── TEXTO FORNECIDO ──
A postura radical de manter um apertado controlo sobre o funcionamento do ensino transnacional não parece ser a mais conveniente, porque possivelmente entrará em conflito com a legislação comunitária ou internacional e, de qualquer forma, apenas servirá para adiar e não para resolver os problemas. Um exemplo recente diz respeito à Grécia, onde o ensino superior não oficial não é permitido pela Constituição e que, no decurso de uma acção do Tribunal Europeu, poderá alterar a legislação que abrange as universidades privadas, a paridade de graus, as qualificações académicas e os direitos profissionais, em harmonização com o resto da União Europeia (THES, 2000-a).

Uma abordagem mais prática e eficiente poderá ser a de instituir práticas apropriadas para conseguir algum controlo da oferta de ensino transnacional no país hospedeiro, nomeadamente pela criação de mecanismos e ou incentivos para a sua submissão a procedimentos de avaliação que se aplicam ao ensino superior oficial. Neste contexto, é importante que se protejam o título de "universidade", "instituto universitário" e "escola politécnica", bem como o poder de conferir graus e o reconhecimento público oficial.

No que diz respeito ao possível desenvolvimento de um quadro de referência qualitativa para o ensino transnacional, uma proposta detalhada e muito útil pode ser encontrada num relatório do projecto Borderless Education, desenvolvido no Reino Unido (CVCP, 2000):

"Sugerimos que os principais elementos de um quadro de referência qualitativa para o ensino sem fronteiras devem incluir: aceitação e segurança das qualificações; auditoria do sistema para a estruturação e aprovação dos curricula ou contratos de aprendizagem apropriados; um sistema de créditos reconhecido internacionalmente; qualificação oficial do corpo docente; segurança nos mecanismos de avaliação; uma abordagem de registo e certificação da consecução de objectivos que seja reconhecida internacionalmente; informação pública adequada e exacta sobre oportunidades de aprendizagem; sistemas aprovados de orientação e de tratamento de reclamações para os estudantes; processos transparentes de gestão da qualidade para cada agente da cadeia de formação educativa; acesso, assegurado pelo prestador, a recursos de aprendizagem adequados; publicação de orientações relevantes para as diferentes modalidades da oferta."

3.3 - Reconhecimento

O reconhecimento de instituições e de programas, para fins académicos e ou profissionais, envolve conflitos de interesses a diferentes níveis, nomeadamente entre, por um lado, a protecção de diplomas e de profissões tradicionais e, por outro, as necessidades relacionadas com a mobilidade e o mercado de emprego. Este assunto relaciona-se muito directamente com as questões do reconhecimento do interesse público das instituições de ensino superior e do registo de cursos, que são objecto de um outro parecer do CNAVES.
───
**ENUNCIADO PROPOSTO A:**
Apresente sob a forma de lista numerada, sem linhas em branco, o trecho das linhas de dados abaixo que começa na linha que contém "Identify one point on each instance of the van rear" e termina no fim dessas linhas, incluindo ambas as extremidades.
── DADOS FORNECIDOS ──
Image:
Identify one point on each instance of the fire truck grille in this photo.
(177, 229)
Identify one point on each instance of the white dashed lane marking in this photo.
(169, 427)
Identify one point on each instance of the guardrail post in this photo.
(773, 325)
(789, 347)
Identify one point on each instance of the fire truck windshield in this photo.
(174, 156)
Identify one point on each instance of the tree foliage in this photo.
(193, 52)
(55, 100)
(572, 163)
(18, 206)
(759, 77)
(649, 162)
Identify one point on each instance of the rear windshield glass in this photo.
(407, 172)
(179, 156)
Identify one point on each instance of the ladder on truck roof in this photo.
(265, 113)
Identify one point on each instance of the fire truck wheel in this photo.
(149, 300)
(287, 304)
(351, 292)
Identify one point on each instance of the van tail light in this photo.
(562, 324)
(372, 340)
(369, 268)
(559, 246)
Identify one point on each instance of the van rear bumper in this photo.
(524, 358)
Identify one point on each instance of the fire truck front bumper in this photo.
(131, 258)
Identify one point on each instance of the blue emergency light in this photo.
───
**ENUNCIADO PROPOSTO B:**
Segundo o texto sobre ensino transnacional, que títulos importa proteger? Enumere-os todos.

**RESPOSTA ESCRITA A:**
1. Identify one point on each instance of the van rear bumper in this photo.
2. (524, 358)
3. Identify one point on each instance of the fire truck front bumper in this photo.
4. (131, 258)
5. Identify one point on each instance of the blue emergency light in this photo.

**RESPOSTA ESCRITA B:**
"universidade", "instituto universitário" e "escola politécnica"